• _Texto seleccionado_
Es verdad que las nuevas
generaciones pueden construir a partir de los conocimientos y experiencias de
quienes les han precedido, así como aprovecharse del tesoro moral de toda la
humanidad. Pero también pueden rechazarlo, ya que éste no puede tener la misma
evidencia que los inventos materiales. El tesoro moral de la humanidad no está
disponible como lo están en cambio los instrumentos que se usan; existe como
invitación a la libertad y como posibilidad para ella. Pero esto significa que:
a) El recto estado de las cosas humanas, el bienestar moral
del mundo, nunca puede garantizarse solamente a través de estructuras, por muy
válidas que éstas sean. Dichas estructuras no sólo son importantes, sino
necesarias; sin embargo, no pueden ni deben dejar al margen la libertad del
hombre. Incluso las mejores estructuras funcionan únicamente cuando en una
comunidad existen unas convicciones vivas capaces de motivar a los hombres para
una adhesión libre al ordenamiento comunitario. La libertad necesita una
convicción; una convicción no existe por sí misma, sino que ha de ser
conquistada comunitariamente siempre de nuevo.

• _Registros proporcionados_
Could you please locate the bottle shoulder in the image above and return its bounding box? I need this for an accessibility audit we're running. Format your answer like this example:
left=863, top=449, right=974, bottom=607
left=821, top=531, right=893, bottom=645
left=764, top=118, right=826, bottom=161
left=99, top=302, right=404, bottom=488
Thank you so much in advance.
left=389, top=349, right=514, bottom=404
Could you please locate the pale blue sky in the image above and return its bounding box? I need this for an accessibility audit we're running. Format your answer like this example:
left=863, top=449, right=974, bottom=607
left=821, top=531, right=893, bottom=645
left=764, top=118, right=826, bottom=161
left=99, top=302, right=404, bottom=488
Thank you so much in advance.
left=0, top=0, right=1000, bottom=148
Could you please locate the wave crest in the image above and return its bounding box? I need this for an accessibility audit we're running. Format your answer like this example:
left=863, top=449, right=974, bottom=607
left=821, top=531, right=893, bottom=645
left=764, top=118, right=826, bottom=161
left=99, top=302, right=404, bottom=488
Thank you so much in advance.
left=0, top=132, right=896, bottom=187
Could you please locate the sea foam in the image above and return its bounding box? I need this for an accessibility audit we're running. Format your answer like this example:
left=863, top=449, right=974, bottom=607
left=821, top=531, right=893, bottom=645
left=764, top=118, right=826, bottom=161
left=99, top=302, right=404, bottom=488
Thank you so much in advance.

• _Por hacer_
A: Extrae de los registros, sin ningún cambio, todas las líneas desde la que contiene "Could you please locate the pale" hasta la que contiene "left=0, top=132, right=896, bottom=187", ambas incluidas.
B: Continúa el texto sobre la libertad y el tesoro moral de la humanidad a partir de su última oración.

• _Resultados de tareas_
A:
Could you please locate the pale blue sky in the image above and return its bounding box? I need this for an accessibility audit we're running. Format your answer like this example:
left=863, top=449, right=974, bottom=607
left=821, top=531, right=893, bottom=645
left=764, top=118, right=826, bottom=161
left=99, top=302, right=404, bottom=488
Thank you so much in advance.
left=0, top=0, right=1000, bottom=148
Could you please locate the wave crest in the image above and return its bounding box? I need this for an accessibility audit we're running. Format your answer like this example:
left=863, top=449, right=974, bottom=607
left=821, top=531, right=893, bottom=645
left=764, top=118, right=826, bottom=161
left=99, top=302, right=404, bottom=488
Thank you so much in advance.
left=0, top=132, right=896, bottom=187

B:
b) Puesto que el hombre sigue siendo siempre libre y su
libertad es también siempre frágil, nunca existirá en este mundo el reino del
bien definitivamente consolidado. Quien promete el mundo mejor que duraría
irrevocablemente para siempre, hace una falsa promesa, pues ignora la libertad
humana. La libertad debe ser conquistada para el bien una y otra vez. La libre
adhesión al bien nunca existe simplemente por sí misma. Si hubiera estructuras que
establecieran de manera definitiva una determinada –buena– condición del mundo,
se negaría la libertad del hombre, y por eso, a fin de cuentas, en modo alguno
serían estructuras buenas. (Spe Salvi, 24)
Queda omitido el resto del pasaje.